→ TASKS TO PERFORM
1. Answer these from the text below on interpreting conflicting study results:
(a) What true-positive detection rate does a properly powered study generally have?
(b) By what does meta-analysis weight the results of the studies it combines?
(c) Besides evidence for effect, what do consensus statements consider?
2. Please translate this sentence from the text below on interpreting conflicting study results into Spanish: "If you want to look for scientific consensus on something, you often want to look for recent meta analyses of that topic."
3. Summarize the text below on interpreting conflicting study results in two sentences.

→ TEXT FOR ANALYSIS
Papers provide evidence for or against various hypotheses, but no one paper is ever a definitive statement on an issue. It is expected that different trials will have different outcomes, both due to differences in the studies themselves (different inclusion/exclusion criteria, different study population, different dose/procedure, etc) and random statistical variation.
It's also very important to recognize that most studies are designed to test whether there is sufficient evidence to reject a null hypothesis of no effect. Failure to reject that null hypothesis does not mean that there is no effect, it means that the results aren't different enough from what you'd expect to see if there was no effect. It may be that there is a smaller effect than the study was powered to detect. Also, consider that a properly powered study generally has a true-positive detection rate of somewhere between 80 and 90%; that means, 10-20% of the time when there's a real effect of the expected size, the study won't be able to conclude there is a significant difference.
So, when there are multiple studies with different results, how do we decide what is "right"? Well, scientific consensus is built over many studies. In clinical research, the best evidence is when you have not only clinical evidence of an effect, but also an understood biological mechanism. At just the clinical level, though, studies can be combined through techniques of meta-analysis. Meta-analysis combines results from multiple studies, weights them by the size/quality of the study, and makes a comprehensive quantitative estimate from the covered literature. If you want to look for scientific consensus on something, you often want to look for recent meta analyses of that topic. In the medical field, there are also often consensus papers written on particular topics. Here's an example:
Priori, S. G., Wilde, A. A., Horie, M., Cho, Y., Behr, E. R., Berul, C., ... & Tracy, C. (2013). HRS/EHRA/APHRS expert consensus statement on the diagnosis and management of patients with inherited primary arrhythmia syndromes: document endorsed by HRS, EHRA, and APHRS in May 2013 and by ACCF, AHA, PACES, and AEPC in June 2013. Heart rhythm, 10(12), 1932-1963.
These statements are written by a bunch of scientists/physicians gathering together and comprehensively reviewing literature on some topic. They typically will weigh not only evidence for effect like in meta analysis, but also consider the implications of treatment options including costs, side effects, and the consequences of getting it wrong (for example, if a treatment following a wrong diagnosis masks some other condition that then goes untreated).

Region-pointing data:

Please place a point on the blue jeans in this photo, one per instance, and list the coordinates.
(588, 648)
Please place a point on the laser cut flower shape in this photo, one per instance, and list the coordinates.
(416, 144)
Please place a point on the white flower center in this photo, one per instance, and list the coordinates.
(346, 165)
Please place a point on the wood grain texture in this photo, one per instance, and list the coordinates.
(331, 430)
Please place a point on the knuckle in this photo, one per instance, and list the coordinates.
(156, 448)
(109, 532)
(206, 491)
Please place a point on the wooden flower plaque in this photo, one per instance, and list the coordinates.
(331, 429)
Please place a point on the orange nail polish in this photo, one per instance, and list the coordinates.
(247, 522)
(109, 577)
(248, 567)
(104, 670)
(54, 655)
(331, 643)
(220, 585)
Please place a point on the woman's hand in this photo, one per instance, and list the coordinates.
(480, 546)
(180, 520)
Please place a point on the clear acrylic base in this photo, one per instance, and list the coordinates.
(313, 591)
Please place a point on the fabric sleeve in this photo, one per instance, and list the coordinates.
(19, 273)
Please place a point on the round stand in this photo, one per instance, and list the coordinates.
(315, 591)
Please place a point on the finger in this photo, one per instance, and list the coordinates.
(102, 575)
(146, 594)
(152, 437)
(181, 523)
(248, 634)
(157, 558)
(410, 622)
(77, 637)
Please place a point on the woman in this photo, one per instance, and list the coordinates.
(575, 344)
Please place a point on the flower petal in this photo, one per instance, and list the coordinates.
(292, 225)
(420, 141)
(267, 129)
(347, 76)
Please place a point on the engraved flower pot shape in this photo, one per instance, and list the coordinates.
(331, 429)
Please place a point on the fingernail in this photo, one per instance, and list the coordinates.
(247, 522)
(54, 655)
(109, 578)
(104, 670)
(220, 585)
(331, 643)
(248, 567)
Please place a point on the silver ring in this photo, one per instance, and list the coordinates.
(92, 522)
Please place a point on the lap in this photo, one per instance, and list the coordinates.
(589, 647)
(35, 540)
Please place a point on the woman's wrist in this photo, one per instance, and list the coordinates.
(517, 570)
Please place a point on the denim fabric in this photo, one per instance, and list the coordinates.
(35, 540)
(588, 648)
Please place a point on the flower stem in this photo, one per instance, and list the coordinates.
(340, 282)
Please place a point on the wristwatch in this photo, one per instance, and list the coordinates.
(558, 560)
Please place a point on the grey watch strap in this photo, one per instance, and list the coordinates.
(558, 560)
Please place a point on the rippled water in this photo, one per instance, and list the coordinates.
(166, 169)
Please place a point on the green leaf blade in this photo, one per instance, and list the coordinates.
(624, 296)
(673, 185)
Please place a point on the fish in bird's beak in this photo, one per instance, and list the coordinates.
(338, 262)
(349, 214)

→ ANSWERS TO EACH TASK
1.
(a) Somewhere between 80 and 90%.
(b) By the size/quality of the study.
(c) The implications of treatment options, including costs, side effects, and the consequences of getting it wrong.

2. Si quieres buscar el consenso científico sobre algo, a menudo conviene buscar metaanálisis recientes sobre ese tema.

3. No single paper settles an issue, because trials differ in design and show random variation, and failing to reject a null hypothesis does not mean there is no effect. Scientific consensus is built over many studies and can be found in meta-analyses, which combine and weight results, and in consensus papers, which also weigh treatment costs, side effects and the consequences of getting it wrong.